+++ Quoted passage
New York posts negative net change in ICU admissions for first time since coronavirus outbreak

New York posts negative net change in ICU admissions for first time since coronavirus outbreak
  • The decline, which measures difference between new admissions to intensive care and patients who have recovered or died, was 17.
  • The state suffered 777 deaths on Thursday, slightly lower than the day before, bringing the total to 7,844 so far. 
  • New York had created overflow capacity for hospitals, including at the Javits Center in New York City and the USNS Comfort, to help deal with the surge of coronavirus patients. 
  • New York State saw a negative net change in intensive care admissions on Thursday for the first time since the coronavirus crisis began, Gov. Andrew Cuomo said Friday.
    The decline, which measures difference between new admissions to intensive care and patients who have recovered or died, was 17. The measurement increased by 302 and 84 on the prior two days, and has been volatile in recent weeks.

    The state suffered 777 deaths on Thursday, slightly lower than the day before, bringing the total to 7,844 so far. Total hospitalizations, which includes those not in intensive care, rose by 290.
  • New York had created overflow capacity for hospitals, including at the Javits Center in New York City and the USNS Comfort, to help deal with the surge of coronavirus patients. 
    The decline for New York follows California Gov. Gavin Newsom saying on Thursday that the state saw a 1.9% drop in the daily number of patients admitted into the ICU. Newsom warned, however, that the daily drop was only one data point and is not reflective of a greater trend, but it’s an encouraging sign that reinforces the state’s social distancing guidelines.
    New York has more than 160,000 confirmed cases of the coronavirus, putting it above every country in the world except the United States, according to data from Johns Hopkins University. 
    Cuomo said the state is “flattening the curve” and performing better than some models which showed the health care system being overwhelmed. 
    “There is no natural trajectory. The trajectory is the trajectory we create by our actions,” Cuomo said.
  • The state has shut down schools and non-essential businesses in an effort to slow the spread of the virus. The governor said the state needed significantly more testing in order to re-open the economy.
    “We need a tremendous, mind-boggling increase in testing quickly ... as many as you can make, you can use” Cuomo said.
++++++
+++ Extracted material
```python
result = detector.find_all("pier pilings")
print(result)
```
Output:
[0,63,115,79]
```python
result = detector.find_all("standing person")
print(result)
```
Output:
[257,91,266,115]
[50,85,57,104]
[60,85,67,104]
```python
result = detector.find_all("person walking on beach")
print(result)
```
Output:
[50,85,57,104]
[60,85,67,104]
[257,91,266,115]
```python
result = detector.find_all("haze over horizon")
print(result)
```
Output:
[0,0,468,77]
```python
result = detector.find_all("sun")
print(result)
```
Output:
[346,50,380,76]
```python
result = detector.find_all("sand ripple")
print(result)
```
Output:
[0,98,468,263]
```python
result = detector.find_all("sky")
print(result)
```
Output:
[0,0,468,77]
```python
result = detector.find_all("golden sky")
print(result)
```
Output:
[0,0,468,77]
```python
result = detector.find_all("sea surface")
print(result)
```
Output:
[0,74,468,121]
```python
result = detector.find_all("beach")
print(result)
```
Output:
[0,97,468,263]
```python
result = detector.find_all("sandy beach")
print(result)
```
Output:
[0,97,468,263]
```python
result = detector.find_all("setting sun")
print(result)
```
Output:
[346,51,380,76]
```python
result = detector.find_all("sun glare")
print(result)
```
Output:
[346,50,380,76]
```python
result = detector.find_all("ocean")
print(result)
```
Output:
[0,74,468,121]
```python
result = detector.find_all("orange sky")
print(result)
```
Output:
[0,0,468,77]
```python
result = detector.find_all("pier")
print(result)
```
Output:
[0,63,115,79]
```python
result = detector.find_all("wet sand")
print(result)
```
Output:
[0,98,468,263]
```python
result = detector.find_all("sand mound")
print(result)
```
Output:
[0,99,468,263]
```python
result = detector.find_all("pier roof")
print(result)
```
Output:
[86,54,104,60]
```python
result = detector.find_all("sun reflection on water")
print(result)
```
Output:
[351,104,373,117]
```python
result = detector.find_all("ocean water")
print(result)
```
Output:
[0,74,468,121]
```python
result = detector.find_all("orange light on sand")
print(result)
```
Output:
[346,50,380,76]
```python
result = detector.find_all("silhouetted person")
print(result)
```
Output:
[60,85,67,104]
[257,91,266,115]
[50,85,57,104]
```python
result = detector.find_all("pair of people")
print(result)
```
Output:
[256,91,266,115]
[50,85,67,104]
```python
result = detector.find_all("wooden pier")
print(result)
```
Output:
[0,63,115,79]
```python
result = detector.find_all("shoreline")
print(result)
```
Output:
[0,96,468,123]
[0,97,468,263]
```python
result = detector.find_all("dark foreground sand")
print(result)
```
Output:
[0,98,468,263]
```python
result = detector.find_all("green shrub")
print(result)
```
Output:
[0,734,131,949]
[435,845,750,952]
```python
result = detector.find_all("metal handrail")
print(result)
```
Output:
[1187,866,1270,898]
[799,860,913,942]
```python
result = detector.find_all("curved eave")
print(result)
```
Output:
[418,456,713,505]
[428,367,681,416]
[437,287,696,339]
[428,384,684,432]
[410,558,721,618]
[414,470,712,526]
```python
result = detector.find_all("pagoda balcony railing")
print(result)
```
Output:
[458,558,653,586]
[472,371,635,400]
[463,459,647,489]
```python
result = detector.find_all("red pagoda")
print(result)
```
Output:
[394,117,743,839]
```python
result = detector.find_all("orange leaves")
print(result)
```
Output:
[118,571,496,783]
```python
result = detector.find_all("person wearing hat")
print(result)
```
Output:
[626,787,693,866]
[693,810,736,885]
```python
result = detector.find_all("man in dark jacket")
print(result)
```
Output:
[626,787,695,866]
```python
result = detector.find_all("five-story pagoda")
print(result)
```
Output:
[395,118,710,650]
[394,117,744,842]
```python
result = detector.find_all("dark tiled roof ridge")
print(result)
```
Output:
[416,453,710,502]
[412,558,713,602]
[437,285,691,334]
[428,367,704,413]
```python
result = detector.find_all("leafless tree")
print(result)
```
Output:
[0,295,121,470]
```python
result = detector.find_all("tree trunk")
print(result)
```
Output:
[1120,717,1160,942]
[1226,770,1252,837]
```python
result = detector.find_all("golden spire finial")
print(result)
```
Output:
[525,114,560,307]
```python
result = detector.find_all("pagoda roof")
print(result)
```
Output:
++++++
→ **Your instructions**
Copy out the stretch of the article on New York's ICU admissions from "The decline for" through "Johns Hopkins University.", word for word.

→ **Output below**
The decline for New York follows California Gov. Gavin Newsom saying on Thursday that the state saw a 1.9% drop in the daily number of patients admitted into the ICU. Newsom warned, however, that the daily drop was only one data point and is not reflective of a greater trend, but it’s an encouraging sign that reinforces the state’s social distancing guidelines.
    New York has more than 160,000 confirmed cases of the coronavirus, putting it above every country in the world except the United States, according to data from Johns Hopkins University.